REQUIRED TASK:
Reproduce the material below line for line, with no changes.

____

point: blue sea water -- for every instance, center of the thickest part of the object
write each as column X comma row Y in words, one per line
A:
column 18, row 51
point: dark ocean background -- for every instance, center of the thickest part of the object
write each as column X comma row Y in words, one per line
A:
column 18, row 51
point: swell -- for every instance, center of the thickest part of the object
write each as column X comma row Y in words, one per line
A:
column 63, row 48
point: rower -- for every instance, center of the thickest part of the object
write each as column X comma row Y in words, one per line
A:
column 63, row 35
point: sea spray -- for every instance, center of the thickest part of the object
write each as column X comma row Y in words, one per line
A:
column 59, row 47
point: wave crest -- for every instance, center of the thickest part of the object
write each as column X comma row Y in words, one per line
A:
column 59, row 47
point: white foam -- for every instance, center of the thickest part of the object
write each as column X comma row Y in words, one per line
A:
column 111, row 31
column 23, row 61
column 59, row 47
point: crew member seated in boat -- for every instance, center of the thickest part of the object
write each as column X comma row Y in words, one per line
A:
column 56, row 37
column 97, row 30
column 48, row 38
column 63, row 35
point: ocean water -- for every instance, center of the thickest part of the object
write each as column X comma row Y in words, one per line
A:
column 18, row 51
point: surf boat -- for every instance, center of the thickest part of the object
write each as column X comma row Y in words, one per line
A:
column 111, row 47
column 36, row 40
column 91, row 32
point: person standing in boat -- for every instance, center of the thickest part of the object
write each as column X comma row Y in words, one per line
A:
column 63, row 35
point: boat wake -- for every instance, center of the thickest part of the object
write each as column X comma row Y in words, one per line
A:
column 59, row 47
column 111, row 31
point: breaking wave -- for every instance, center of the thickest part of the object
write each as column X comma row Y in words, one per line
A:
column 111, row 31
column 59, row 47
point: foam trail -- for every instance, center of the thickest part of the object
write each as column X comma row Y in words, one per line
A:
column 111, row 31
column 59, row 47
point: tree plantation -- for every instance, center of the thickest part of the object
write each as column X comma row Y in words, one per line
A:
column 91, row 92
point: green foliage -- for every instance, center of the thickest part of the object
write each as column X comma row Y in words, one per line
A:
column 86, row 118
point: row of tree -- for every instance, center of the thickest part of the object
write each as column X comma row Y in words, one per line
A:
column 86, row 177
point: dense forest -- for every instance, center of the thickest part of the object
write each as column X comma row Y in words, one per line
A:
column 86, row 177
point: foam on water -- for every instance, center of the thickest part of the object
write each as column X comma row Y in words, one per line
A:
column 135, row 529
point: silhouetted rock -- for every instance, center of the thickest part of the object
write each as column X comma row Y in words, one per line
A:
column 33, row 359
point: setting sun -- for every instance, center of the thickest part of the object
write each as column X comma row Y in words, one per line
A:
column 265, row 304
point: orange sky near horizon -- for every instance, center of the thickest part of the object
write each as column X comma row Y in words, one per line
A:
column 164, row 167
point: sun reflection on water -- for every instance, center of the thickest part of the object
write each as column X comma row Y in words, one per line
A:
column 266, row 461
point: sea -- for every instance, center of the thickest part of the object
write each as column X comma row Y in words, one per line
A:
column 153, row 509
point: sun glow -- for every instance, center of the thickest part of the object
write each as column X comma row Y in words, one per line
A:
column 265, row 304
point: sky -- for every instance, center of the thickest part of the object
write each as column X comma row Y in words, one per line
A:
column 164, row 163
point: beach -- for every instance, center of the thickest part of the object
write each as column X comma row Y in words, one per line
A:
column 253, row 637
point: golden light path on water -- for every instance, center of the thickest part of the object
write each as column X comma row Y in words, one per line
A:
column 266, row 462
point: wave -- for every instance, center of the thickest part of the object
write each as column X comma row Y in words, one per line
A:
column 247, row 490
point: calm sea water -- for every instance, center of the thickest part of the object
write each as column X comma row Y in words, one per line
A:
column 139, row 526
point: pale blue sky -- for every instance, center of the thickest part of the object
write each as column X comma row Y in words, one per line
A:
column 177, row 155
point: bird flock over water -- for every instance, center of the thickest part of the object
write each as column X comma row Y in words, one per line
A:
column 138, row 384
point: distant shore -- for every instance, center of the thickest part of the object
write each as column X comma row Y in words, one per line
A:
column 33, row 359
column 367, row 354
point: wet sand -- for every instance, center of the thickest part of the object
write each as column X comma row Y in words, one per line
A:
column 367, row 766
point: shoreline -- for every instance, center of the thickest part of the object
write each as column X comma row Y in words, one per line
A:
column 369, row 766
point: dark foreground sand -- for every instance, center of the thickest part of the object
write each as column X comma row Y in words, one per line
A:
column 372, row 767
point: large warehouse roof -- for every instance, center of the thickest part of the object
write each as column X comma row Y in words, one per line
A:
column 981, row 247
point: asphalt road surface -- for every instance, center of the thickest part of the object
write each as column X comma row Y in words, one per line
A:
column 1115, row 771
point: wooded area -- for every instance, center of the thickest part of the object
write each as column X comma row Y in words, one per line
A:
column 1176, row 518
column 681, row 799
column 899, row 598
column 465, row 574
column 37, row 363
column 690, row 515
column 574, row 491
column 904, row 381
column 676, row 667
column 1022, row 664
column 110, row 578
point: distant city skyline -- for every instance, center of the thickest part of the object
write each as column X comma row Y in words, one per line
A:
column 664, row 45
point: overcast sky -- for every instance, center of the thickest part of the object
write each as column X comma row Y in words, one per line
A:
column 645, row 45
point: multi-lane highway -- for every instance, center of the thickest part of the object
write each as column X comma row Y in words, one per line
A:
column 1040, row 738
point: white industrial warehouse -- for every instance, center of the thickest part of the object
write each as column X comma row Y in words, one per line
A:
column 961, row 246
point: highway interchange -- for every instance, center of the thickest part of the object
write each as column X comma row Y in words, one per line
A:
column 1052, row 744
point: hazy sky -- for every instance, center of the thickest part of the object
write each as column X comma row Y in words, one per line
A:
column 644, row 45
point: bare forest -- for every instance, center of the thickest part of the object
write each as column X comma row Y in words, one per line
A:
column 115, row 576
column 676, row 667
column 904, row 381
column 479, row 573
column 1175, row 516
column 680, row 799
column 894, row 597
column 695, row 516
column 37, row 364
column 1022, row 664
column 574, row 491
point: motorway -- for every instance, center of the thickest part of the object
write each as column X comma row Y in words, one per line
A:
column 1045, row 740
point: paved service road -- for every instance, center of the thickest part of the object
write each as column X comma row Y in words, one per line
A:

____

EXPECTED ANSWER:
point: blue sea water -- for every instance, center of the thickest part of the object
write each as column X comma row Y in words, one per line
A:
column 18, row 51
point: dark ocean background -- for every instance, center of the thickest part of the object
write each as column X comma row Y in words, one per line
A:
column 18, row 51
point: swell -- for every instance, center of the thickest part of the object
write each as column X comma row Y in words, one per line
A:
column 63, row 48
point: rower -- for every instance, center of the thickest part of the object
write each as column X comma row Y in words, one per line
A:
column 63, row 35
point: sea spray -- for every instance, center of the thickest part of the object
write each as column X comma row Y in words, one per line
A:
column 59, row 47
point: wave crest -- for every instance, center of the thickest part of the object
write each as column X comma row Y in words, one per line
A:
column 59, row 47
point: white foam -- for every instance, center of the thickest part of the object
write each as column X comma row Y in words, one per line
A:
column 111, row 31
column 23, row 61
column 59, row 47
point: crew member seated in boat -- for every instance, center of the thickest part of the object
write each as column X comma row Y in words, one per line
A:
column 56, row 37
column 97, row 30
column 48, row 38
column 63, row 35
point: ocean water -- for every instance, center of the thickest part of the object
write each as column X comma row Y in words, one per line
A:
column 18, row 51
point: surf boat -- for every instance, center of the thickest part of the object
write each as column X comma row Y in words, one per line
A:
column 111, row 47
column 36, row 40
column 91, row 32
point: person standing in boat -- for every instance, center of the thickest part of the object
write each as column X comma row Y in words, one per line
A:
column 63, row 35
point: boat wake -- for every instance, center of the thickest part of the object
write each as column X comma row Y in words, one per line
A:
column 59, row 47
column 111, row 31
point: breaking wave -- for every instance, center of the thickest part of the object
write each as column X comma row Y in words, one per line
A:
column 111, row 31
column 59, row 47
point: foam trail -- for every instance, center of the thickest part of the object
write each as column X comma row Y in words, one per line
A:
column 111, row 31
column 59, row 47
point: tree plantation -- for every instance, center of the thickest part of the object
write each as column X comma row Y in words, one per line
A:
column 91, row 92
point: green foliage -- for every instance, center of the thickest part of the object
write each as column X comma row Y in words, one per line
A:
column 86, row 118
point: row of tree -- for every instance, center of the thickest part of the object
write each as column X comma row Y in words, one per line
A:
column 86, row 177
point: dense forest -- for every instance, center of the thickest part of the object
write each as column X comma row Y in words, one per line
A:
column 86, row 177
point: foam on water -- for every instance, center of the thickest part of the object
write each as column X comma row Y in words, one per line
A:
column 135, row 529
point: silhouetted rock -- for every instance, center of the thickest part of the object
write each as column X comma row Y in words, one per line
A:
column 33, row 359
point: setting sun -- for every instance, center of the thickest part of the object
write each as column X comma row Y in words, one per line
A:
column 265, row 304
point: orange sky near horizon -- for every instance, center of the thickest part of the object
write each as column X comma row Y in words, one per line
A:
column 164, row 167
point: sun reflection on water -- for every instance, center of the thickest part of the object
write each as column X comma row Y in words, one per line
A:
column 266, row 461
point: sea -- for every instance, center of the thickest part of the object
write each as column X comma row Y in words, one per line
A:
column 153, row 509
point: sun glow -- for every instance, center of the thickest part of the object
write each as column X comma row Y in words, one per line
A:
column 265, row 304
point: sky -- for every instance, center of the thickest part of the object
write each as column X comma row Y in words, one per line
A:
column 164, row 163
point: beach -- for every instance, center of the thickest part of the object
write each as column X comma row Y in words, one per line
A:
column 253, row 637
point: golden light path on water -- for every instance, center of the thickest part of the object
write each as column X comma row Y in words, one per line
A:
column 266, row 462
point: wave -- for every instance, center of the thickest part of the object
write each as column X comma row Y in words, one per line
A:
column 247, row 490
point: calm sea water -- for every instance, center of the thickest part of the object
write each as column X comma row Y in words, one per line
A:
column 139, row 526
point: pale blue sky -- for every instance, center of the thickest part of the object
write each as column X comma row Y in words, one per line
A:
column 177, row 155
point: bird flock over water -- for every instance, center of the thickest part of the object
write each as column X comma row Y in words, one per line
A:
column 138, row 384
point: distant shore -- for every instance, center of the thickest part of the object
write each as column X comma row Y in words, one per line
A:
column 33, row 359
column 367, row 354
point: wet sand -- for every instance, center of the thickest part of the object
write each as column X comma row Y in words, one per line
A:
column 367, row 766
point: shoreline -- for every instance, center of the thickest part of the object
write each as column X comma row Y in words, one per line
A:
column 369, row 766
point: dark foreground sand -- for every instance, center of the thickest part of the object
write each as column X comma row Y in words, one per line
A:
column 372, row 767
point: large warehouse roof -- for every instance, center of the thickest part of the object
write each as column X comma row Y in words, one per line
A:
column 981, row 247
point: asphalt road surface -- for every instance, center of the thickest part of the object
write each as column X comma row Y in words, one per line
A:
column 1115, row 771
point: wooded area -- for every instance, center of the thickest part of the object
write each as column X comma row Y in words, one per line
A:
column 1176, row 518
column 681, row 799
column 899, row 598
column 465, row 574
column 37, row 363
column 690, row 515
column 574, row 491
column 904, row 381
column 676, row 667
column 1022, row 664
column 110, row 578
point: distant city skyline -- for every instance, center of the thickest part of the object
write each as column X comma row Y in words, one per line
A:
column 664, row 45
point: overcast sky -- for every instance, center of the thickest part of the object
write each as column X comma row Y in words, one per line
A:
column 645, row 45
point: multi-lane highway -- for every instance, center of the thickest part of the object
write each as column X comma row Y in words, one per line
A:
column 1040, row 738
point: white industrial warehouse -- for every instance, center of the thickest part of the object
write each as column X comma row Y in words, one per line
A:
column 961, row 246
point: highway interchange -- for every instance, center of the thickest part of the object
write each as column X comma row Y in words, one per line
A:
column 1052, row 744
point: hazy sky -- for every instance, center of the thickest part of the object
write each as column X comma row Y in words, one per line
A:
column 644, row 45
point: bare forest -- for every instance, center of the thickest part of the object
write each as column X comma row Y in words, one per line
A:
column 115, row 576
column 676, row 667
column 904, row 381
column 479, row 573
column 1175, row 516
column 680, row 799
column 894, row 597
column 695, row 516
column 37, row 364
column 1022, row 664
column 574, row 491
point: motorway -- for every instance, center of the thickest part of the object
write each as column X comma row Y in words, one per line
A:
column 1045, row 740
point: paved service road -- for every instance, center of the thickest part of the object
write each as column X comma row Y in words, one per line
A:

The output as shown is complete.